* [INSTRUCTIONS TO FOLLOW]:
Turn the lines in the items below, from the line containing "Please complete this annotation. The target class is hallway" through the final line, both ends included, into a Markdown table with the columns No. and Line. Give each line a row number and leave out any blank lines.

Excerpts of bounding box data
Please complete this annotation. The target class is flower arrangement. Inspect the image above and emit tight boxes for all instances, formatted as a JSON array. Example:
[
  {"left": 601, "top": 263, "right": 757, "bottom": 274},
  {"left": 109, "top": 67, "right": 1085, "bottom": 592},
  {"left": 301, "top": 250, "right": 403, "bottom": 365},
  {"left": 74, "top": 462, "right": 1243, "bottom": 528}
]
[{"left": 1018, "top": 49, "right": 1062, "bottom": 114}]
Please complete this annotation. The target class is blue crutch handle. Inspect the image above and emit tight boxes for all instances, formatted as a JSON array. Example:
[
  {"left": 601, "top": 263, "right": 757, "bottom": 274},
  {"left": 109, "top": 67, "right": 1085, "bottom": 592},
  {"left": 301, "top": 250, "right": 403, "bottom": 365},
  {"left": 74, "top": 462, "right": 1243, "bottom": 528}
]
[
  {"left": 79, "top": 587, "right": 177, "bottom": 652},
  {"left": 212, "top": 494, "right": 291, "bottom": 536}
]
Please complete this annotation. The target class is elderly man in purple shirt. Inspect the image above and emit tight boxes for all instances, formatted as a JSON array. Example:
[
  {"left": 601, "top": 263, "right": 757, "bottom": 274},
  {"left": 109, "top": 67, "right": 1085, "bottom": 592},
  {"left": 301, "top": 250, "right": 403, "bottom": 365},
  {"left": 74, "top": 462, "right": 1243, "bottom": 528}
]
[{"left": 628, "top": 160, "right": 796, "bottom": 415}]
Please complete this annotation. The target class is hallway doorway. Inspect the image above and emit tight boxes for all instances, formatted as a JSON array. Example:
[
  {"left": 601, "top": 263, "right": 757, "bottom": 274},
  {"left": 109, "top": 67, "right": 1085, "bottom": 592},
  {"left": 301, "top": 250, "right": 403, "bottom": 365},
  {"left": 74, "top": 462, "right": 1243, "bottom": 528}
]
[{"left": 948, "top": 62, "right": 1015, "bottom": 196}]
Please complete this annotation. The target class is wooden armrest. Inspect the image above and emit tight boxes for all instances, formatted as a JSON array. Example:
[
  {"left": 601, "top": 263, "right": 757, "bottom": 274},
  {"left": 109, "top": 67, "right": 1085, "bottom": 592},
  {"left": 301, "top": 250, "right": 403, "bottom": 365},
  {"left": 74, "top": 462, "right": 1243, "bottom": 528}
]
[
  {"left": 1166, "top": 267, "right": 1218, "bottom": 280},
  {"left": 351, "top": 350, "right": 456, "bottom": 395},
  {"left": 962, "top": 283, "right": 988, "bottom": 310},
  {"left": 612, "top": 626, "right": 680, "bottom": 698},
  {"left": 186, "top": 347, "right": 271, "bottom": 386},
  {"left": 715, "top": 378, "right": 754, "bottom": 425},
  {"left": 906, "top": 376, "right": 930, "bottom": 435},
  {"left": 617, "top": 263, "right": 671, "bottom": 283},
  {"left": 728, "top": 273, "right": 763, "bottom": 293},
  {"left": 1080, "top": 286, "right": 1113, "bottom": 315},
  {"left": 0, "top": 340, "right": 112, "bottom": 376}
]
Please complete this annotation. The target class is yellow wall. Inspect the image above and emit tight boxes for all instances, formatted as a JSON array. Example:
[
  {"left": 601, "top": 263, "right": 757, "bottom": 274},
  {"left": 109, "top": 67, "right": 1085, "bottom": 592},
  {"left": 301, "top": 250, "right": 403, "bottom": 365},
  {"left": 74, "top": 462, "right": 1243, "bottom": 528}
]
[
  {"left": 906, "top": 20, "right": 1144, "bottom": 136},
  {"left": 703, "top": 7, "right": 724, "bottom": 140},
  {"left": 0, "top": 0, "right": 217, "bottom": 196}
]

* [TASK ANSWER]:
| No. | Line |
|---|---|
| 1 | Please complete this annotation. The target class is hallway doorway. Inspect the image above and emit tight boxes for all instances, formatted as a JSON array. Example: |
| 2 | [ |
| 3 |   {"left": 601, "top": 263, "right": 757, "bottom": 274}, |
| 4 |   {"left": 109, "top": 67, "right": 1085, "bottom": 592}, |
| 5 |   {"left": 301, "top": 250, "right": 403, "bottom": 365}, |
| 6 |   {"left": 74, "top": 462, "right": 1243, "bottom": 528} |
| 7 | ] |
| 8 | [{"left": 948, "top": 62, "right": 1015, "bottom": 196}] |
| 9 | Please complete this annotation. The target class is wooden armrest. Inspect the image above and emit tight boxes for all instances, formatted as a JSON array. Example: |
| 10 | [ |
| 11 |   {"left": 601, "top": 263, "right": 757, "bottom": 274}, |
| 12 |   {"left": 109, "top": 67, "right": 1085, "bottom": 592}, |
| 13 |   {"left": 301, "top": 250, "right": 403, "bottom": 365}, |
| 14 |   {"left": 74, "top": 462, "right": 1243, "bottom": 528} |
| 15 | ] |
| 16 | [ |
| 17 |   {"left": 1166, "top": 267, "right": 1218, "bottom": 280}, |
| 18 |   {"left": 351, "top": 350, "right": 456, "bottom": 395}, |
| 19 |   {"left": 962, "top": 283, "right": 988, "bottom": 310}, |
| 20 |   {"left": 612, "top": 626, "right": 680, "bottom": 698}, |
| 21 |   {"left": 186, "top": 347, "right": 271, "bottom": 386}, |
| 22 |   {"left": 715, "top": 378, "right": 754, "bottom": 425}, |
| 23 |   {"left": 906, "top": 376, "right": 930, "bottom": 435}, |
| 24 |   {"left": 617, "top": 263, "right": 671, "bottom": 283}, |
| 25 |   {"left": 728, "top": 273, "right": 763, "bottom": 293}, |
| 26 |   {"left": 1080, "top": 286, "right": 1113, "bottom": 315}, |
| 27 |   {"left": 0, "top": 340, "right": 112, "bottom": 376} |
| 28 | ] |
| 29 | Please complete this annotation. The target class is yellow wall. Inspect the image above and emit tight boxes for all instances, formatted as a JSON array. Example: |
| 30 | [ |
| 31 |   {"left": 601, "top": 263, "right": 757, "bottom": 274}, |
| 32 |   {"left": 109, "top": 67, "right": 1085, "bottom": 592}, |
| 33 |   {"left": 301, "top": 250, "right": 403, "bottom": 365}, |
| 34 |   {"left": 74, "top": 462, "right": 1243, "bottom": 528} |
| 35 | ] |
| 36 | [ |
| 37 |   {"left": 906, "top": 20, "right": 1144, "bottom": 136}, |
| 38 |   {"left": 703, "top": 7, "right": 724, "bottom": 140}, |
| 39 |   {"left": 0, "top": 0, "right": 217, "bottom": 196} |
| 40 | ] |